→ **CONSIGNAS**
• A. Según el texto sobre la identidad disidente del cine mexicano, ¿en qué décadas comienza el linaje de disidencia?
• B. Prosigue el texto sobre la identidad disidente del cine mexicano a partir de su última oración.

→ **TEXTO DE LECTURA**
········

México anti: La identidad disidente del

México anti: La identidad disidente del cine mexicano

Por | 12 de diciembre de 2017

Redes (Fred Zinneman, 1936)

El tema de la identidad nacional ha envejecido mal. El hecho de plantearlo suele implicar desde un inicio un tono idealista y anacrónico, casi obsoleto en el panorama actual del mundo. Esto no es de sorprender a nadie, mucho menos en nuestro país, donde el gran proyecto institucional del siglo XX –que se inaugura en México con el fin de la Revolución- fue precisamente la elaboración de mitologías y símbolos que definieran con orgullo lo que es ser mexicano. Comenzando con los muralistas y la divinización del petróleo, pasando por el cine de la Época de Oro y llegando hasta Juan Gabriel en Bellas Artes, la iniciativa oficial apoyada comúnmente por los sectores artísticos e intelectuales terminó como todos los grandes ideales del siglo pasado: traicionado, roto y cortante como el vidrio, con olor a colonia de Sanborns –repelente para las generaciones posteriores.

No obstante, más allá del fracaso o logro a medias de esta empresa, en su sombra prevaleció una corriente de creadores antis –como llamó en su momento Juan Rulfo a la obra de Rubén Gámez[1], artistas que cultivaron una narrativa contraria a las propuestas oficialistas. Este linaje de disidencia que comienza en las décadas de los veinte y treinta con los ambiguos contemporáneos de la literatura y con los estridentistas de la pintura logra impactar de lleno el cine nacional décadas más tarde.
 Si bien, estos realizadores aparentaban un desacuerdo con la Gran Identidad Mexicana, su diálogo con ella era constante e inclusive seductor, volviendo su obra un acompañante que nos permite, hoy, entender con una óptica alternativa qué fue el México del siglo pasado desde el cine.

········

→ **REGISTROS ENUMERADOS**
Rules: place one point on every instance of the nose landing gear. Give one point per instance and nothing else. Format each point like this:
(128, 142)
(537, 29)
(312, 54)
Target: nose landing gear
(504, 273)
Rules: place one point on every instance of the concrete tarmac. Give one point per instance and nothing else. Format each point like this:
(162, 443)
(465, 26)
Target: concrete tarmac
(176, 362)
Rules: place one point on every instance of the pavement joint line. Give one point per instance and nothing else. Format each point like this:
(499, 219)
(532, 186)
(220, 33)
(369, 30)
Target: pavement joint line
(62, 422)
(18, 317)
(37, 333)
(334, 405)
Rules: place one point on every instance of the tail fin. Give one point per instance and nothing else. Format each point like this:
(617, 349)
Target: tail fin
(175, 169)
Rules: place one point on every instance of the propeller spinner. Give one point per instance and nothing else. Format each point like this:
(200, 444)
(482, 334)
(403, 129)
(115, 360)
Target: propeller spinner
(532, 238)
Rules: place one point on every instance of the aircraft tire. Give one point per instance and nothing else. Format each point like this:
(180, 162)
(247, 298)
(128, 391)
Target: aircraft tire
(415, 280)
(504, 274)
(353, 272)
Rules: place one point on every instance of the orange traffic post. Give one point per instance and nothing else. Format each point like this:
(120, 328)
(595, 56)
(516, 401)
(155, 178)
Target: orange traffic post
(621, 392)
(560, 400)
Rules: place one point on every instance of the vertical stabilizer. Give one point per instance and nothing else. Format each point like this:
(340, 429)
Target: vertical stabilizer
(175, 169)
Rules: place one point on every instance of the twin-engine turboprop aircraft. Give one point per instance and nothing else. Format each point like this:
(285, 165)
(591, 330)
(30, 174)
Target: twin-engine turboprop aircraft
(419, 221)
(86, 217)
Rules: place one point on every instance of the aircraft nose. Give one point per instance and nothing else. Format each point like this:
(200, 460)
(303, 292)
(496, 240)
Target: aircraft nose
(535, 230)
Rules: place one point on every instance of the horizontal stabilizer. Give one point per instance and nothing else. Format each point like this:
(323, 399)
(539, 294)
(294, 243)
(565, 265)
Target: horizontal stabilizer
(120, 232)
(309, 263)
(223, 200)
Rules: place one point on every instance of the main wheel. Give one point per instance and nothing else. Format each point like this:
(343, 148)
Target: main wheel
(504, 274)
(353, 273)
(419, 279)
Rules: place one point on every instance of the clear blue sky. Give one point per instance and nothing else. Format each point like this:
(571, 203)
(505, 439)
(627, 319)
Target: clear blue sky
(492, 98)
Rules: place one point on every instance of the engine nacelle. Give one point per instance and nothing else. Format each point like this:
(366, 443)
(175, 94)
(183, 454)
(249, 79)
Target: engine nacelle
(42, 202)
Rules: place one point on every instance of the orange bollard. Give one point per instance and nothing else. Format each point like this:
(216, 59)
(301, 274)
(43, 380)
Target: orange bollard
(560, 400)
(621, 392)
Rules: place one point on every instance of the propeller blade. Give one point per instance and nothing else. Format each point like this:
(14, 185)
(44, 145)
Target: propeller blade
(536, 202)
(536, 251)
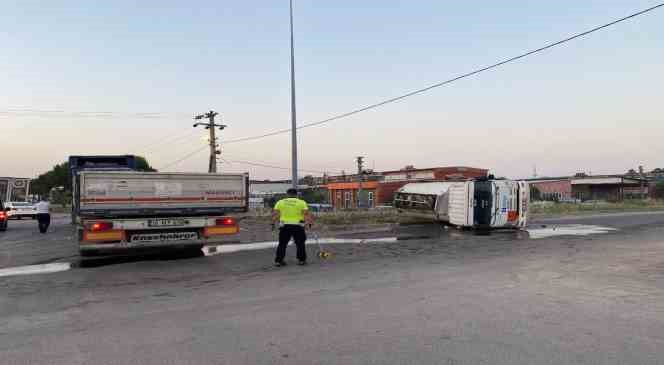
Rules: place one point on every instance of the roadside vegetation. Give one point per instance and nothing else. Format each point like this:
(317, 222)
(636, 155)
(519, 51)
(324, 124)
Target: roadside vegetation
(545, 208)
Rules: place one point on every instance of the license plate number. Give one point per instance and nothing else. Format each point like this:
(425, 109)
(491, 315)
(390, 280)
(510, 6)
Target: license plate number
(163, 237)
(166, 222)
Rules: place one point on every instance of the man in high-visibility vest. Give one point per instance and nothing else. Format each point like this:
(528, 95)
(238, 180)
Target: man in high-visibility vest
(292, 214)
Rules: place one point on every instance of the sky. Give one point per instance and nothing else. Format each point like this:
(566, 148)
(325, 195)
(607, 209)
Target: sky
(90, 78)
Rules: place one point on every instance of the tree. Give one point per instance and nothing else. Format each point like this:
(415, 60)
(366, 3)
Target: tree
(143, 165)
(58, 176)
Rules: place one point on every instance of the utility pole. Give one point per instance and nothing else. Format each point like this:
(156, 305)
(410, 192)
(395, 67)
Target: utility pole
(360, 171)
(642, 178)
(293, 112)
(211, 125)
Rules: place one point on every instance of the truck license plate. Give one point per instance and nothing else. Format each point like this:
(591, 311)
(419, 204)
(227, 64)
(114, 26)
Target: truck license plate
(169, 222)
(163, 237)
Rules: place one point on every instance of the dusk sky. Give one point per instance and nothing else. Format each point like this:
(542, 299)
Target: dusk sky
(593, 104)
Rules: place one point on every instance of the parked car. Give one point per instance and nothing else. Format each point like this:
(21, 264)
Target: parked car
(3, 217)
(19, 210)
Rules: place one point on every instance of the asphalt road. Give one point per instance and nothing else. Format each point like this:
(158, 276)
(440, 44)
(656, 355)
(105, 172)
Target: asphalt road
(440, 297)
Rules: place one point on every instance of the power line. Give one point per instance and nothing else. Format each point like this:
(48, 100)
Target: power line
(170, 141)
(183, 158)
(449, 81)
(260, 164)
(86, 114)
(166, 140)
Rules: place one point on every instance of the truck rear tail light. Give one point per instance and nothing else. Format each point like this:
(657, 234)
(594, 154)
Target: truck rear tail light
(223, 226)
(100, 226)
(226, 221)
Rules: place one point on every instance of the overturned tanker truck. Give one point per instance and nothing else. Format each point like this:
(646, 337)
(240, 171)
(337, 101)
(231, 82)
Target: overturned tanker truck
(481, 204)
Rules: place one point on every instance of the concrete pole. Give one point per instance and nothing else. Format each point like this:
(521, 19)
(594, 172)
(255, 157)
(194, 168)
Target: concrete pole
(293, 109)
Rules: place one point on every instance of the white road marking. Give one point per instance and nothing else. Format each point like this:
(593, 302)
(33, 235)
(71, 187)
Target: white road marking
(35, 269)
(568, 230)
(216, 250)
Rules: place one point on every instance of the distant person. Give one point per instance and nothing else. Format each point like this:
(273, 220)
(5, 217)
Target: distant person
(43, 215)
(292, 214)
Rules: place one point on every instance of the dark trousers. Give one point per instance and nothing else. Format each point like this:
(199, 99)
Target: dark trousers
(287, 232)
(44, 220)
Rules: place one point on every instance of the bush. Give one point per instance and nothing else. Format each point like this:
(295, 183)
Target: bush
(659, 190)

········

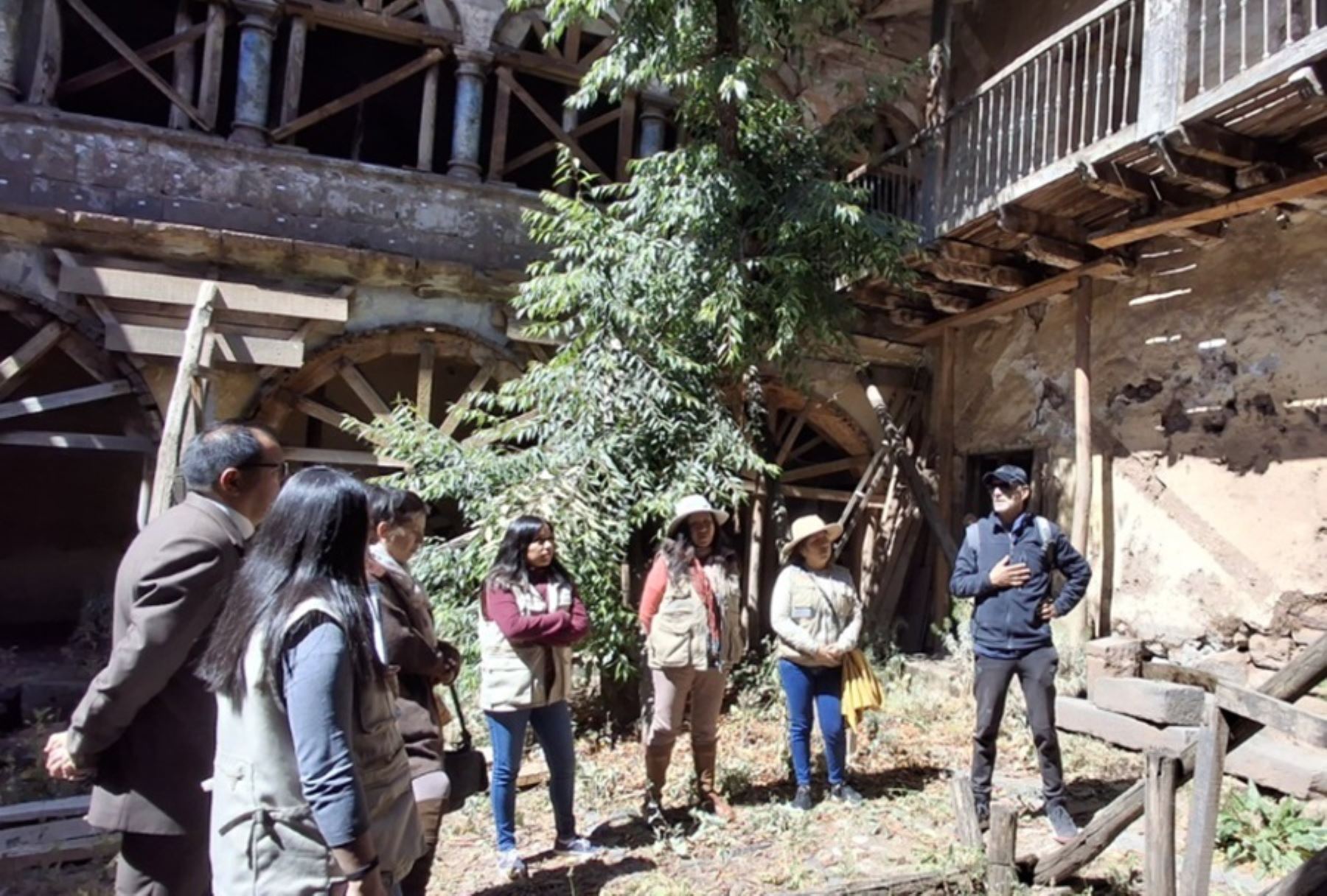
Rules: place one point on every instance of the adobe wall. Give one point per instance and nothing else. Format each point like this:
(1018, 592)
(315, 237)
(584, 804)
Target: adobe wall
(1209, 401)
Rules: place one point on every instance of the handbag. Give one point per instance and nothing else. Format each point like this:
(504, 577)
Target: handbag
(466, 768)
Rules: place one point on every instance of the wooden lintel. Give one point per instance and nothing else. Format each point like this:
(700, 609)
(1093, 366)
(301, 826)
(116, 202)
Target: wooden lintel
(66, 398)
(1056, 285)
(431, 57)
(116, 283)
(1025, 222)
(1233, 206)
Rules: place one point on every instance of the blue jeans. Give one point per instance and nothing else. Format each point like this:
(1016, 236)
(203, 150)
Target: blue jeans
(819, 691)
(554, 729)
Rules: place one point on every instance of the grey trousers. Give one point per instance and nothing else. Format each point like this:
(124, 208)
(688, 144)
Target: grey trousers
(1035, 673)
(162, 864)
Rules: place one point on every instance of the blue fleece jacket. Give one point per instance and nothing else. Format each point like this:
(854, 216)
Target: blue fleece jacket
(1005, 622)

········

→ **RESPUESTAS EN ORDEN**
• A. En las décadas de los veinte y treinta.

• B.
 Se podría considerar que las raíces del cine nacional anti datan de 1936, año en que se estrena la cinta Redes del director austriaco Fred Zinnemann. Producida gracias a un financiamiento discreto de la Secretaría de Educación Pública, la cinta funge como pilar de la contradicción constante que será la historia de la identidad nacional; por un lado enaltece una moral patriotera y por otro, brinda destellos de lo que en años siguientes se definiría como el cine culto. Con una trama claramente de corte realista-socialista, esta docuficción narra el despertar de la conciencia de clases de un grupo de pescadores veracruzanos. El montaje de planos fijos que la compone retrata con heroísmo a la clase trabajadora, resaltando sus cuerpos de una manera plástica, volviendo la cinta en una especie de mural de David Alfaro Siqueiros puesto en escena por Serguéi Eisenstein. En algún momento, Carlos Monsiváis declaró que esta obra comienza una dignificación de los trabajadores y un cambio de mentalidad en el cine nacional. Hoy en día es difícil saber si esta ruptura de la que habla el célebre crítico de cine refería a los maniqueísmos ideológicos del proletario siendo brutalmente explotado por la figura del demoniaco patrón que seguiría vigente en los años de la Época de Oro, o por la dirección que se le adelanta en varios aspectos al neorrealismo italiano –uso de no-actores, filmación en puros exteriores–, al mismo Bresson –actuaciones de modelos más que actores, donde la mirada en un rostro inmóvil ha de ser la esencia del personaje[2]–, y el uso de pietaje al revés, propio del cine experimental. Lo cierto es que en el largo de Zinnemann se constata que el alma del cine nacional radicará tanto en la inacabada pugna entre indefensa víctima y poderoso victimario como en el formalismo lingüístico de la película.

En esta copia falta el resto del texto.